- [RECORDS SUPPLIED]
------------------------------------------------------------------------

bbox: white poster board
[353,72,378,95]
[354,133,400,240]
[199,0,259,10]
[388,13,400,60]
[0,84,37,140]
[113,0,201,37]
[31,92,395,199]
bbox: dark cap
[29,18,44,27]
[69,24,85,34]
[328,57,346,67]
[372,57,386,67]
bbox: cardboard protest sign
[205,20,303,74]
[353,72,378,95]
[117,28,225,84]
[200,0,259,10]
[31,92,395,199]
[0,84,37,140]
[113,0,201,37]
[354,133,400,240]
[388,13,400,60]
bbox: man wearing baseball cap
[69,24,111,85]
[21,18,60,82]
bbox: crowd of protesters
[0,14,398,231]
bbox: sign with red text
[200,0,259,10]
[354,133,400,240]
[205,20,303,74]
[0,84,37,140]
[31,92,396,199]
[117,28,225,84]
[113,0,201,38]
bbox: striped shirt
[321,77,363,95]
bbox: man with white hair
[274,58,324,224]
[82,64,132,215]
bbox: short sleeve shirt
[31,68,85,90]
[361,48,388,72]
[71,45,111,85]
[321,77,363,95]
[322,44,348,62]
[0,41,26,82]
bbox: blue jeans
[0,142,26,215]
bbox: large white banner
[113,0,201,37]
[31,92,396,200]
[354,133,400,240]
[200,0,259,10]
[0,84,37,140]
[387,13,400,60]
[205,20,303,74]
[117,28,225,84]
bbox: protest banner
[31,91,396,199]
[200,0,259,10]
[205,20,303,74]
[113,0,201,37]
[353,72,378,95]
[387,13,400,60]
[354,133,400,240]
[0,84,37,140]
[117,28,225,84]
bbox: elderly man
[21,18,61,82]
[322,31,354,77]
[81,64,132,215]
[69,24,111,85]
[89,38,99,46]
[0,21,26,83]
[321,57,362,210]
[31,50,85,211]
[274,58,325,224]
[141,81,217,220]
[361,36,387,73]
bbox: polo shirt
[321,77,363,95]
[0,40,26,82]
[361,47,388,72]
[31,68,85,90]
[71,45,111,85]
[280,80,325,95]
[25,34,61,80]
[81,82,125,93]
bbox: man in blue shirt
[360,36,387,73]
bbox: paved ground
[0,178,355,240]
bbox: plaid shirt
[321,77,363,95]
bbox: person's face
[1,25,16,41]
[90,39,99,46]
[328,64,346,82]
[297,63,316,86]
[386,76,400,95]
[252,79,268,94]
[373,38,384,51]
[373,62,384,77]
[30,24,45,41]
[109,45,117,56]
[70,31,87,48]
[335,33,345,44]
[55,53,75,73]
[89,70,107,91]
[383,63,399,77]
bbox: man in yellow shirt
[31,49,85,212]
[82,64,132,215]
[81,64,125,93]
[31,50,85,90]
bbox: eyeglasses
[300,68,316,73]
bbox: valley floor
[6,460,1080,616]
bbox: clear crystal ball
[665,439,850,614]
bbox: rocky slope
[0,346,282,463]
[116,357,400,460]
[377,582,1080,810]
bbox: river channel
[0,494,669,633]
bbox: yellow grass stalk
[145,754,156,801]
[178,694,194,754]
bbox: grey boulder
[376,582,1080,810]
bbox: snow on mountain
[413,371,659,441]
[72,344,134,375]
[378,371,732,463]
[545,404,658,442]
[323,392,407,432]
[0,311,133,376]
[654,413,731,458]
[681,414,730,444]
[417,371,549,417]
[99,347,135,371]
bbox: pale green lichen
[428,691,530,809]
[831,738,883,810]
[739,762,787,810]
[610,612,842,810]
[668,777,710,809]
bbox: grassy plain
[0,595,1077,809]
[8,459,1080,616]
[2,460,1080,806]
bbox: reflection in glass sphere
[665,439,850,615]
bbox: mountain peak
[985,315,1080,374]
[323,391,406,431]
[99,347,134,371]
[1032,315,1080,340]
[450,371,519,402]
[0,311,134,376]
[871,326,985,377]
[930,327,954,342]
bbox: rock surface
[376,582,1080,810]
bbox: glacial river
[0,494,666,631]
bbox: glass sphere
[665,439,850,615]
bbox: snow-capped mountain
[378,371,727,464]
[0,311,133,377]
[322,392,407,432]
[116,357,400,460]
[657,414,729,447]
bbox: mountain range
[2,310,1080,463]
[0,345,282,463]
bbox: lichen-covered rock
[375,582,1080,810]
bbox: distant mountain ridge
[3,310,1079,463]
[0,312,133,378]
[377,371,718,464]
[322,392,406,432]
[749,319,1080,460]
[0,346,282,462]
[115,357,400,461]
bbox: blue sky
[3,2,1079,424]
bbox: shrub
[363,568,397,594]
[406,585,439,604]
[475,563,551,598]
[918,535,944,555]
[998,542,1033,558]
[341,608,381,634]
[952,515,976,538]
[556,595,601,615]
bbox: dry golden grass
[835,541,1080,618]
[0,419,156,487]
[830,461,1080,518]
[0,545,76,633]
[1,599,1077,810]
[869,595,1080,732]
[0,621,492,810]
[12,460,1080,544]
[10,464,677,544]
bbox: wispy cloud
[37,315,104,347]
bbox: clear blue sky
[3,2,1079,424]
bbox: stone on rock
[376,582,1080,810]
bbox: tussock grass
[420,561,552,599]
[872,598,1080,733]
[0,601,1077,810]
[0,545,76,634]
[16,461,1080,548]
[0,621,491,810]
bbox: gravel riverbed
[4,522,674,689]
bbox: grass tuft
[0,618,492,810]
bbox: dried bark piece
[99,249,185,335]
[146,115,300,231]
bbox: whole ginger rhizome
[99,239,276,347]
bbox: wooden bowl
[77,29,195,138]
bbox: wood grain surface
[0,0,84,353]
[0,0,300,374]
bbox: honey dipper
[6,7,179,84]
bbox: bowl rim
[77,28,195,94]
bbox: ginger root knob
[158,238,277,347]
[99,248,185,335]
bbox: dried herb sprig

------------------------------------------------------------------------

Please restate the preceding entries word for word.

bbox: white poster board
[353,72,378,95]
[354,133,400,240]
[199,0,259,10]
[388,13,400,60]
[0,84,37,140]
[113,0,201,37]
[31,92,395,199]
bbox: dark cap
[29,18,44,27]
[69,24,85,34]
[328,57,346,67]
[372,57,386,67]
bbox: cardboard protest sign
[205,20,303,74]
[353,72,378,95]
[117,28,225,84]
[200,0,259,10]
[31,92,395,199]
[0,84,37,140]
[113,0,201,37]
[354,133,400,240]
[388,13,400,60]
bbox: man wearing baseball cap
[69,24,111,85]
[21,18,60,82]
bbox: crowd of protesters
[0,14,398,231]
bbox: sign with red text
[200,0,259,10]
[354,133,400,240]
[205,20,303,74]
[0,84,37,140]
[31,92,396,199]
[117,28,225,84]
[113,0,201,38]
bbox: striped shirt
[321,77,363,95]
bbox: man with white hair
[274,58,324,224]
[82,64,132,215]
bbox: short sleeve shirt
[31,68,85,90]
[361,48,388,72]
[71,45,111,85]
[321,77,363,95]
[322,44,348,62]
[0,41,26,82]
bbox: blue jeans
[0,142,26,215]
bbox: large white banner
[113,0,201,37]
[31,92,396,200]
[354,133,400,240]
[200,0,259,10]
[0,84,37,140]
[387,13,400,60]
[205,20,303,74]
[117,28,225,84]
bbox: protest banner
[31,91,396,199]
[200,0,259,10]
[205,20,303,74]
[113,0,201,37]
[353,72,378,95]
[387,13,400,60]
[354,133,400,240]
[0,84,37,140]
[117,28,225,84]
bbox: elderly man
[21,18,61,82]
[322,31,354,77]
[81,64,132,215]
[69,24,111,85]
[89,38,99,46]
[0,21,26,83]
[321,57,362,210]
[31,50,85,211]
[274,58,325,224]
[141,81,217,220]
[361,36,387,73]
bbox: polo shirt
[321,77,363,95]
[0,40,26,82]
[361,47,388,72]
[31,68,85,90]
[71,45,111,85]
[280,80,325,95]
[25,34,61,80]
[81,82,125,93]
bbox: man in blue shirt
[360,36,387,73]
bbox: paved ground
[0,178,355,240]
bbox: plaid shirt
[321,77,363,95]
bbox: person's face
[1,25,16,41]
[90,39,99,46]
[328,64,346,82]
[297,63,316,86]
[386,76,400,95]
[252,79,268,94]
[373,38,384,51]
[373,62,384,77]
[30,24,45,41]
[109,45,117,56]
[70,31,87,48]
[335,33,345,44]
[55,53,75,73]
[89,70,107,91]
[383,63,399,77]
bbox: man in yellow shirt
[31,49,85,212]
[82,64,132,215]
[81,64,125,93]
[31,50,85,90]
bbox: eyeglasses
[300,68,316,73]
bbox: valley floor
[6,460,1080,616]
bbox: clear crystal ball
[665,439,850,614]
bbox: rocky slope
[0,346,282,463]
[116,357,400,460]
[377,582,1080,810]
bbox: river channel
[0,494,669,633]
bbox: yellow grass stalk
[145,754,156,801]
[178,694,194,754]
bbox: grey boulder
[376,582,1080,810]
bbox: snow on mountain
[413,371,659,441]
[72,344,134,375]
[378,371,732,463]
[545,404,658,442]
[323,392,407,432]
[0,311,133,376]
[654,413,731,458]
[681,414,730,444]
[417,371,549,417]
[99,347,135,371]
bbox: pale green lichen
[428,691,530,809]
[831,738,883,810]
[739,762,787,810]
[610,612,842,810]
[668,777,710,809]
bbox: grassy plain
[0,595,1077,809]
[8,459,1080,616]
[2,460,1080,806]
bbox: reflection in glass sphere
[665,439,850,615]
bbox: mountain peak
[985,315,1080,374]
[323,391,406,431]
[99,347,134,371]
[1032,315,1080,340]
[450,371,519,402]
[0,311,134,376]
[871,326,985,377]
[930,327,954,342]
bbox: rock surface
[376,582,1080,810]
bbox: glacial river
[0,494,666,631]
bbox: glass sphere
[665,439,850,615]
bbox: snow-capped mountain
[378,371,727,464]
[0,311,133,377]
[322,392,407,432]
[116,357,400,460]
[657,414,729,447]
bbox: mountain range
[2,310,1080,463]
[0,345,282,463]
bbox: lichen-covered rock
[375,582,1080,810]
bbox: distant mountain ridge
[3,310,1079,463]
[0,312,133,378]
[377,371,718,464]
[322,392,406,432]
[749,319,1080,460]
[0,346,282,462]
[115,357,400,461]
bbox: blue sky
[3,2,1079,424]
bbox: shrub
[363,568,397,594]
[406,585,439,604]
[475,563,551,598]
[918,535,944,555]
[998,542,1033,558]
[341,608,381,634]
[952,515,976,538]
[556,595,601,615]
bbox: dry golden grass
[835,541,1080,618]
[0,419,156,487]
[830,461,1080,518]
[0,545,76,633]
[1,599,1077,810]
[869,595,1080,732]
[0,621,492,810]
[12,460,1080,544]
[10,464,677,544]
bbox: wispy cloud
[37,315,104,347]
bbox: clear blue sky
[3,2,1079,424]
bbox: stone on rock
[376,582,1080,810]
bbox: tussock grass
[420,561,552,599]
[872,598,1080,733]
[0,601,1077,810]
[0,545,76,634]
[16,461,1080,548]
[0,621,491,810]
bbox: gravel riverbed
[4,522,674,689]
bbox: grass tuft
[0,618,492,810]
bbox: dried bark piece
[99,249,185,335]
[146,115,300,231]
bbox: whole ginger rhizome
[99,239,276,347]
bbox: wooden bowl
[77,29,195,138]
bbox: wood grain surface
[0,0,84,353]
[0,0,300,374]
bbox: honey dipper
[6,7,179,84]
bbox: bowl rim
[77,28,195,94]
bbox: ginger root knob
[158,238,277,347]
[99,248,185,335]
bbox: dried herb sprig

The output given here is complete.